Sunday, November 16, 2025

1962-04-29 Blackbeard's Ace

Elaine Rost stars in a Jack Buttram story about ESP and spirits and the possibility of messages from Blackbeard the pirate to find his buried treasure. It could be a different story, however, the ESP-skeptical husband suddenly develops an interest in it, perhaps to make her believe, in her words, to “make me think thoughts that don’t belong to me.”

It is a needlessly tedious story and it is easy to lose patience with it. Someone is killed and you’re supposed to wonder if the messages facilitating the act are real or not, and then listeners are supposed to say “oh, that was spooky, I never thought that would happen.” Sorry, this is Suspense. Listeners deserve better than that.

Elaine Rost plays “Margo Reed,” a wife who is haunted by vivid “dreams” that she believes are messages from the dead. She considers them an example of Extra Sensory Perception (ESP). Her husband, Charles, humors her a bit, and decides they need a break from things will help her mental well-being. They will take advantage of an offer from his aunt to a coastal home she owns in the Carolinas. Needing a book to bring along, she picks up a book about piracy and the Spanish Main. (The “Spanish Main” referred to the Caribbean Sea and north coast of South America where Spain had colonies in the 16th and 17th centuries). When they arrive in the area, they get a driver to take them to the home in Teach’s Cove. The area is named for the pirate Edward Teach, better known as Blackbeard, who roamed those shores with other pirates in the early 1700s. The driver tells that last year that the previous owner died there from a “terrible cut” that was believed accidental. That death occurred during the “Pirates’ Moon,” which usually refers to the brightest full moon where their nefarious activities, such as burying their treasure (usually stolen), could be done more easily than darker times of the lunar cycle when tides might be too low for them to get far inland by waterways from the shore.

▶ [DATA ROWS]
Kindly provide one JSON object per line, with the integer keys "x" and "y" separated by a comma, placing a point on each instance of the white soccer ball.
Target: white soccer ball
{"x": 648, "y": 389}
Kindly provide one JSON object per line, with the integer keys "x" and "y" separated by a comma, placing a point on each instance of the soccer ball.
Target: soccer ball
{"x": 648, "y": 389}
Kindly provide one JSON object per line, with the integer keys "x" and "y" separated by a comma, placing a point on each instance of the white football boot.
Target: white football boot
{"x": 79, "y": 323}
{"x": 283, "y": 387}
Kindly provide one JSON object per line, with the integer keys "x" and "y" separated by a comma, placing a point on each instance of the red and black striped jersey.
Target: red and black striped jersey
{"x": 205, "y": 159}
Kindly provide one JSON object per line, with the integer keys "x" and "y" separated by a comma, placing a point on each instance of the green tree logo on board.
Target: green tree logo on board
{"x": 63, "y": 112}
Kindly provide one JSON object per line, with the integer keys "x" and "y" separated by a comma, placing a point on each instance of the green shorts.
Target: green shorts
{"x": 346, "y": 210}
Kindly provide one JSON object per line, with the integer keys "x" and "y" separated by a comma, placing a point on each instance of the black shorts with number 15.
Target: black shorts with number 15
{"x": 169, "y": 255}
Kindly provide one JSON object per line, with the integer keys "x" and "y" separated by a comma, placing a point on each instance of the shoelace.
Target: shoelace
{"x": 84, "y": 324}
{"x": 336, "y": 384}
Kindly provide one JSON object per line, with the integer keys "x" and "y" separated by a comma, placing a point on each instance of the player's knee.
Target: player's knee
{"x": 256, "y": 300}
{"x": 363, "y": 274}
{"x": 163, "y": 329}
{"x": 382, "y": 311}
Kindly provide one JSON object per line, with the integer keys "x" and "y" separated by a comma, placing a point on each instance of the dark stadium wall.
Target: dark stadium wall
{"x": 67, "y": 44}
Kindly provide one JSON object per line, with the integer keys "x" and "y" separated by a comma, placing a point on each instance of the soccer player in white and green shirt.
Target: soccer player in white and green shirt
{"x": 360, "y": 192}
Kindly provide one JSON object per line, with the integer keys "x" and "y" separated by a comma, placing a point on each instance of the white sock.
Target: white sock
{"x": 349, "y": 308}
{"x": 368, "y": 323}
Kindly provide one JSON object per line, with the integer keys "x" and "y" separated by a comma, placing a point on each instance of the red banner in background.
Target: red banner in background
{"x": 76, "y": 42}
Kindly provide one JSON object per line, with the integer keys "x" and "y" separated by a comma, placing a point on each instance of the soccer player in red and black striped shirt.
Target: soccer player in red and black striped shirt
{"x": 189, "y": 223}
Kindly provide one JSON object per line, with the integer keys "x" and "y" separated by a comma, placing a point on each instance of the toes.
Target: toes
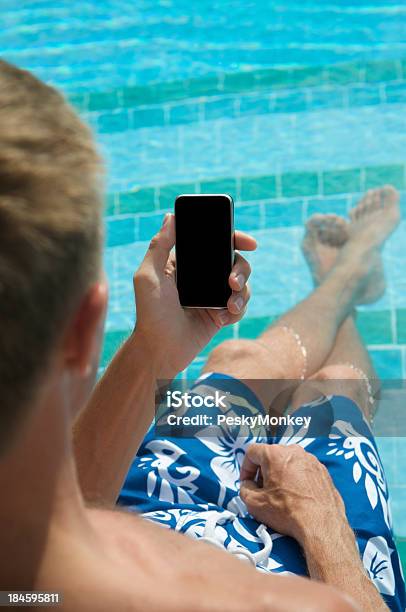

▶ [AIM OF THE EXERCISE]
Answer these questions using the review of "Blackbeard's Ace" above:
(a) Who wrote the story that Elaine Rost stars in?
(b) Whose offer lets Margo and Charles stay at a coastal home in the Carolinas?
(c) For whom is Teach's Cove named?

▶ [OUTPUT FOR THIS EXERCISE]
(a) Jack Buttram
(b) Charles's aunt, who owns the home
(c) The pirate Edward Teach, better known as Blackbeard